> _抜粋した文章_

━━━━━━━━━━━━━━━━━━━━

IMG_9814.JPG←東郭群の腰曲輪
 山野内城は、山内首藤氏の後裔とされる須藤氏の居城である。山内首藤経俊は、源頼朝の乳母山内尼の子であったが、頼朝が石橋山で挙兵した時には平家方として敵対し、頼朝が関東を制圧すると山内尼の助命嘆願により許され、頼朝に従った。経俊は後に奥州合戦で戦功を挙げて奥州桃生郡を賜り、一族が入部して奥州に地歩を記した。山野内城はその飛び領であったと伝えられている。南北朝期の1355年には須藤刑部定安の居城であったと言われ、戦国期にはその後裔須藤刑部定信が城主であったが、1584年に結城七郎と戦い敗れて、山野内城は落城した。定信は杭城へと逃れたが、最後は福岡川崎で自刃したと伝えられている。一方、南北朝期にこの付近に勢力を持っていた大河戸氏が南朝方に付いて皇子山村宮を奉じ、山村宮軍がこの地を拠点として北朝方と戦ったことから、山村城(山邑城)とも呼ばれたと推測されている。

━━━━━━━━━━━━━━━━━━━━

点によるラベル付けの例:

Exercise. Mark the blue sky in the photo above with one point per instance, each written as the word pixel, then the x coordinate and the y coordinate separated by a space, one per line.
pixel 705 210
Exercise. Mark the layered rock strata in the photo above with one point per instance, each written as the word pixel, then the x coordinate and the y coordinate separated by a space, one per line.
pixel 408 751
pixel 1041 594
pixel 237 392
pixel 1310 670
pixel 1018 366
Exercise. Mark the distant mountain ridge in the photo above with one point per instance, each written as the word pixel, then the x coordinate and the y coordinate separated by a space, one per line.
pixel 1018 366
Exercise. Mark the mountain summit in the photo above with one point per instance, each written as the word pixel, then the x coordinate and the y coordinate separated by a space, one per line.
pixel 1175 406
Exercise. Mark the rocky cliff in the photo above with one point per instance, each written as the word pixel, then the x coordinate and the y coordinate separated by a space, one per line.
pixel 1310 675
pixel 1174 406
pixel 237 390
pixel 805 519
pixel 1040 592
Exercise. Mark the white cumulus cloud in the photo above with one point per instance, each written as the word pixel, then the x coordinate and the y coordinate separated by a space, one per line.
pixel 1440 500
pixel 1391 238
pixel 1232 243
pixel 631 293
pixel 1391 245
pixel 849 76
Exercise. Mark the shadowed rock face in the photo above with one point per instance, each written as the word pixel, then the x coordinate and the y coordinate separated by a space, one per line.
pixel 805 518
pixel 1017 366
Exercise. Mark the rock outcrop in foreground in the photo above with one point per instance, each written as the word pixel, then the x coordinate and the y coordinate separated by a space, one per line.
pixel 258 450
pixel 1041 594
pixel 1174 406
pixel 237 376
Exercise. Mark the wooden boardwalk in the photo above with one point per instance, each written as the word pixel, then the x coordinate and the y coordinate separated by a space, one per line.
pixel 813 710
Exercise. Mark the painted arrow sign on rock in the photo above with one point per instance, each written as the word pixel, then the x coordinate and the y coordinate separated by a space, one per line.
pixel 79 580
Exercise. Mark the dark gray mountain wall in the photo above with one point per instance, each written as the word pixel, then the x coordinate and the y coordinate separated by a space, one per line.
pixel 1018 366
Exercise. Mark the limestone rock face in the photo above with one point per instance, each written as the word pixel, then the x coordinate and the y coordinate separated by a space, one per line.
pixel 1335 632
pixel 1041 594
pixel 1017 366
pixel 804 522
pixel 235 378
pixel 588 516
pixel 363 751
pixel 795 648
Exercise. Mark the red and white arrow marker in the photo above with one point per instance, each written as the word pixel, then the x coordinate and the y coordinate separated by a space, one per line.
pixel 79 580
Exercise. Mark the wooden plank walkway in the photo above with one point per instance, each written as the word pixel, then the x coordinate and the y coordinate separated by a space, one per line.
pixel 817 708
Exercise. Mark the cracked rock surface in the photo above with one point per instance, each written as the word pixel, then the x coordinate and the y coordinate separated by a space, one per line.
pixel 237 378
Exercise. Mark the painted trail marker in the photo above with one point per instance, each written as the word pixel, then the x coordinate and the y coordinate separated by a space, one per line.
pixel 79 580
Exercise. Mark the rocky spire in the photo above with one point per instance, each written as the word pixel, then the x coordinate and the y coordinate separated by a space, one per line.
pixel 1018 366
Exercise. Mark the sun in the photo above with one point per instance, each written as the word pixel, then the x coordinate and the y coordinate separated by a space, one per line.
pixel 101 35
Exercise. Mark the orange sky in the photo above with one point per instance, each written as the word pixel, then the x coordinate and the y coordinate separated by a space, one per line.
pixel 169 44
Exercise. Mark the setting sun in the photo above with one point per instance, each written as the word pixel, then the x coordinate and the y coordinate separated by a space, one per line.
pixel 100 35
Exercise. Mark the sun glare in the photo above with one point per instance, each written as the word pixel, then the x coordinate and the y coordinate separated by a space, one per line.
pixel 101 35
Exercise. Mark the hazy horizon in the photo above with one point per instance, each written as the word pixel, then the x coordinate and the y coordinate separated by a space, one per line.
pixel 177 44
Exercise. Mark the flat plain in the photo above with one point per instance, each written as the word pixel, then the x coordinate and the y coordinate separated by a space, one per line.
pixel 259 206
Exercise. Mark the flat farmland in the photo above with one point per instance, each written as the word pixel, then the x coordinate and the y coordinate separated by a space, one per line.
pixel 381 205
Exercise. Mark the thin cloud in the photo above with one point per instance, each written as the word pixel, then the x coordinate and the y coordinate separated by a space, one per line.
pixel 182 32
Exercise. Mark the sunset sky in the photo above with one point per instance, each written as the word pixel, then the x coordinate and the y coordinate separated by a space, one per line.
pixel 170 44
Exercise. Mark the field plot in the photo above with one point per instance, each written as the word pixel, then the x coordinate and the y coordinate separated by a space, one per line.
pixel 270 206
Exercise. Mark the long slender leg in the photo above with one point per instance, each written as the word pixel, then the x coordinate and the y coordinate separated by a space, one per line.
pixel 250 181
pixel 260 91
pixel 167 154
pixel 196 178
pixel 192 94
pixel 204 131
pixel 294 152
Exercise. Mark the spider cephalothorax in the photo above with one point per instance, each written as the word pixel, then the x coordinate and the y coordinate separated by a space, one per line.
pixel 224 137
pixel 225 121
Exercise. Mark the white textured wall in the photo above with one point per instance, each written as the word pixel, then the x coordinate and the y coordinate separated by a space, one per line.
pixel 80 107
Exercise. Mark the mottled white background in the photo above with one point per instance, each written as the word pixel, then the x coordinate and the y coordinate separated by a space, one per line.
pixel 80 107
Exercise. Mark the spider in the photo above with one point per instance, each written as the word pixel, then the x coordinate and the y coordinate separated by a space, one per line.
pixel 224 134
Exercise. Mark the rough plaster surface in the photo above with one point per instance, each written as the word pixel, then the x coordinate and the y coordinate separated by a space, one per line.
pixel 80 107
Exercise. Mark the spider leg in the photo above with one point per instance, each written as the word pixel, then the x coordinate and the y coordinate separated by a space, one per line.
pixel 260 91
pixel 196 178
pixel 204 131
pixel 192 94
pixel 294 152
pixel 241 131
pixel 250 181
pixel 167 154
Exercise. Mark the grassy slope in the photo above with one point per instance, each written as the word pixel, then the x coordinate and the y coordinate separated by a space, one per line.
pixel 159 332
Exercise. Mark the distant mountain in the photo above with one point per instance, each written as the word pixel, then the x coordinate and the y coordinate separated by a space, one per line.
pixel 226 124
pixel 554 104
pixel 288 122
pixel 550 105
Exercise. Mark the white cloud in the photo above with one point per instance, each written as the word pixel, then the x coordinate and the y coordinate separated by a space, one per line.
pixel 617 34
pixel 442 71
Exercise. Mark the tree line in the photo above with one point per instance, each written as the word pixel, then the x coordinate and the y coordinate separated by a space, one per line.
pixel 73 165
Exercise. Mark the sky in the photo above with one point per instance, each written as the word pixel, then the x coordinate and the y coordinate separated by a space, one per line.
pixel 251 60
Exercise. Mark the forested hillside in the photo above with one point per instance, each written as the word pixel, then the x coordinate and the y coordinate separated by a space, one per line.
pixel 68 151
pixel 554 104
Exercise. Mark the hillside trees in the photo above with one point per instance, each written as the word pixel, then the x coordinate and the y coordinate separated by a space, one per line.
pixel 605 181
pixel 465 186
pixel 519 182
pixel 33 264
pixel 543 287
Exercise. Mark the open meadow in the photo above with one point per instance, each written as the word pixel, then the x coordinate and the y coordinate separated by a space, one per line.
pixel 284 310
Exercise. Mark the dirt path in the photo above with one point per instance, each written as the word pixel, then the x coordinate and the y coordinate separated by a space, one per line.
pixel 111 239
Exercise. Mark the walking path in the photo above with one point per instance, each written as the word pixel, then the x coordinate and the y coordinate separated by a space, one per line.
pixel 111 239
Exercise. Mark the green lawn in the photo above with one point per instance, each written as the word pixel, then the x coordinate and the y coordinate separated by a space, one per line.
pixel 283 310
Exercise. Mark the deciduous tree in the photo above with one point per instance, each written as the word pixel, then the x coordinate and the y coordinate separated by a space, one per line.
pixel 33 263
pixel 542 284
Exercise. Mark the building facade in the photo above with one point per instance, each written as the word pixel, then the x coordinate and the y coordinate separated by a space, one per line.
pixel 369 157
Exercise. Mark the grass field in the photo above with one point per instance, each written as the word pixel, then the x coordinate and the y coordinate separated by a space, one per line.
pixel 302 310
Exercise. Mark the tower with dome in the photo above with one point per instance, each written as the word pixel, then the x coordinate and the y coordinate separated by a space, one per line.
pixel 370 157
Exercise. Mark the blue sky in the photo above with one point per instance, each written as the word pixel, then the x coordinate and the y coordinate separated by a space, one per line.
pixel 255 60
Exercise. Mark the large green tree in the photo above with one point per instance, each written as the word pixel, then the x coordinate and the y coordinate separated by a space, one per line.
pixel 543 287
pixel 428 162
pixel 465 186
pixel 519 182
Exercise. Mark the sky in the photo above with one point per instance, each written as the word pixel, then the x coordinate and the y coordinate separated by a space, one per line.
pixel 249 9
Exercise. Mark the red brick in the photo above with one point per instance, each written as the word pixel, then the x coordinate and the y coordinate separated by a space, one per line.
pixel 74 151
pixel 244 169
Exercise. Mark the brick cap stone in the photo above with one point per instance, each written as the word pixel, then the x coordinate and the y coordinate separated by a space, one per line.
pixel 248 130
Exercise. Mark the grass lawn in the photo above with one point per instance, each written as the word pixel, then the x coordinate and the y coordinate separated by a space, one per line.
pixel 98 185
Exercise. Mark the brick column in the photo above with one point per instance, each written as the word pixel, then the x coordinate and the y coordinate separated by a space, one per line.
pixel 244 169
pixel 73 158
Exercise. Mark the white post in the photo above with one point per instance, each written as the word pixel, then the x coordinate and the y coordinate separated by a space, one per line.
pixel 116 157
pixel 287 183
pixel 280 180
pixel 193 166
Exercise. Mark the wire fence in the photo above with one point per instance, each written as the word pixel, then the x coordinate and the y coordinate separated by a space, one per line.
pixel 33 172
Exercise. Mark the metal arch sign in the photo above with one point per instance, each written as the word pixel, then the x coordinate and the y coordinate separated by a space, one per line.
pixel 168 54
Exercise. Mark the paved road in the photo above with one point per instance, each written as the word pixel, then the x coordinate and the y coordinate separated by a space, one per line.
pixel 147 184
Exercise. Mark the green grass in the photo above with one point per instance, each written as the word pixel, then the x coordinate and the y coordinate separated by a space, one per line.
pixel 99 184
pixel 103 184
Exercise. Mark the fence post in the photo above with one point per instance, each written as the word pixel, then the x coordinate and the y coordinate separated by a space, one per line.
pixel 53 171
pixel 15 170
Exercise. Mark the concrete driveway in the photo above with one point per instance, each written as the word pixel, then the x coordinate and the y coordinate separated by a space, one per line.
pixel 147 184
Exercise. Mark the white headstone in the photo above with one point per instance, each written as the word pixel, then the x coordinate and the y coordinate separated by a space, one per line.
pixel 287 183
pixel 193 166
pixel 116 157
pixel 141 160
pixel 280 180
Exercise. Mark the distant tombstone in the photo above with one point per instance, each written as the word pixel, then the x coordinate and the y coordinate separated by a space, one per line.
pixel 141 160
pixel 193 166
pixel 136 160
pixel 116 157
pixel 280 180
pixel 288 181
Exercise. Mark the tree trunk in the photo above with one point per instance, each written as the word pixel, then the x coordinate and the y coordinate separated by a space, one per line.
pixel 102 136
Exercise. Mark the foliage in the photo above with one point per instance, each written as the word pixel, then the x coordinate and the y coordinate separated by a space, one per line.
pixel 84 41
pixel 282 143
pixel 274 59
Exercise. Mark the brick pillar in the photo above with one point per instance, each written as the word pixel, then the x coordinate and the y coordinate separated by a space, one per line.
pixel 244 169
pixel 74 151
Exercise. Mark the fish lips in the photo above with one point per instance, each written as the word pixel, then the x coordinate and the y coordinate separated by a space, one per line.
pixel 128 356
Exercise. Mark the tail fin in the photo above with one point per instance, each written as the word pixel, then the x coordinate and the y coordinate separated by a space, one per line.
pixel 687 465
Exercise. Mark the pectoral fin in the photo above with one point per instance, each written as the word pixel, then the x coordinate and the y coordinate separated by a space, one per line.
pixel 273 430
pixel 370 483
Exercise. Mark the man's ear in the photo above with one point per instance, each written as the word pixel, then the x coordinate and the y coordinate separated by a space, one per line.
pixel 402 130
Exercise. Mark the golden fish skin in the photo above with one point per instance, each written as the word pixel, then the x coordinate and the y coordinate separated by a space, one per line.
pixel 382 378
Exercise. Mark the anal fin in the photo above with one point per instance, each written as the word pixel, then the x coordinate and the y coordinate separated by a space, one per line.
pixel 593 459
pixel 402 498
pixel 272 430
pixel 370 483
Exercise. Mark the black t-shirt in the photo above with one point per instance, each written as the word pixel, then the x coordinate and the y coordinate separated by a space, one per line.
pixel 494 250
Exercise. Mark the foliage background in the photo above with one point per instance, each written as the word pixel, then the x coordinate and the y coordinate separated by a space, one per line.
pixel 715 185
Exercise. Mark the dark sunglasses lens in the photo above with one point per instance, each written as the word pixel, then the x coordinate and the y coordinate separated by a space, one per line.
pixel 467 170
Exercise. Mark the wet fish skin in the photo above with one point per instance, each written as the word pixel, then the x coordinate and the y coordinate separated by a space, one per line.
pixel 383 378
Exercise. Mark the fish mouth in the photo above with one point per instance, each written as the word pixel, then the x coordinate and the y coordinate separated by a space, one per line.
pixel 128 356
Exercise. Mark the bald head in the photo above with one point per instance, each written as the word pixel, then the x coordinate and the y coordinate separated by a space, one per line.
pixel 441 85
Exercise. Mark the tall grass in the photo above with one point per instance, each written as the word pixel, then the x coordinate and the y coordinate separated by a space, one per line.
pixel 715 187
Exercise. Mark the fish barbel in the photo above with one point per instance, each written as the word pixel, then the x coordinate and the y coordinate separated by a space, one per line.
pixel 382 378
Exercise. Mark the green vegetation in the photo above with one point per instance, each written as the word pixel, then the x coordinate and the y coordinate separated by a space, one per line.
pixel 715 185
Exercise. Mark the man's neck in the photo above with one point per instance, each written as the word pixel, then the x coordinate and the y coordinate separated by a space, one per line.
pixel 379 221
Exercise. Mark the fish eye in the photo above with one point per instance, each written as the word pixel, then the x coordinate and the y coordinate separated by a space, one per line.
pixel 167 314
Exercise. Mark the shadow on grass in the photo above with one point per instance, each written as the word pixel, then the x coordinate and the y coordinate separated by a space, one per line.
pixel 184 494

━━━━━━━━━━━━━━━━━━━━

> _やること_
(a) 山野内城についての文章から、「IMG_9814.JPG←東郭群の腰曲輪」から「も呼ばれたと推測されている。」までを、両端も含めてそのまま繰り返してください。
(b) 一覧の「Exercise. Mark the black」を含む行から「pixel 441 85」を含む行までを、両端の行も含めて指示文ごともう一度書き出してください。その際、答えの座標の数値はすべて40ずつ増やしてください。

> _課題ごとの解答_
(a)
IMG_9814.JPG←東郭群の腰曲輪
 山野内城は、山内首藤氏の後裔とされる須藤氏の居城である。山内首藤経俊は、源頼朝の乳母山内尼の子であったが、頼朝が石橋山で挙兵した時には平家方として敵対し、頼朝が関東を制圧すると山内尼の助命嘆願により許され、頼朝に従った。経俊は後に奥州合戦で戦功を挙げて奥州桃生郡を賜り、一族が入部して奥州に地歩を記した。山野内城はその飛び領であったと伝えられている。南北朝期の1355年には須藤刑部定安の居城であったと言われ、戦国期にはその後裔須藤刑部定信が城主であったが、1584年に結城七郎と戦い敗れて、山野内城は落城した。定信は杭城へと逃れたが、最後は福岡川崎で自刃したと伝えられている。一方、南北朝期にこの付近に勢力を持っていた大河戸氏が南朝方に付いて皇子山村宮を奉じ、山村宮軍がこの地を拠点として北朝方と戦ったことから、山村城(山邑城)とも呼ばれたと推測されている。

(b)
Exercise. Mark the black t-shirt in the photo above with one point per instance, each written as the word pixel, then the x coordinate and the y coordinate separated by a space, one per line.
pixel 534 290
Exercise. Mark the foliage background in the photo above with one point per instance, each written as the word pixel, then the x coordinate and the y coordinate separated by a space, one per line.
pixel 755 225
Exercise. Mark the dark sunglasses lens in the photo above with one point per instance, each written as the word pixel, then the x coordinate and the y coordinate separated by a space, one per line.
pixel 507 210
Exercise. Mark the wet fish skin in the photo above with one point per instance, each written as the word pixel, then the x coordinate and the y coordinate separated by a space, one per line.
pixel 423 418
Exercise. Mark the fish mouth in the photo above with one point per instance, each written as the word pixel, then the x coordinate and the y coordinate separated by a space, one per line.
pixel 168 396
Exercise. Mark the bald head in the photo above with one point per instance, each written as the word pixel, then the x coordinate and the y coordinate separated by a space, one per line.
pixel 481 125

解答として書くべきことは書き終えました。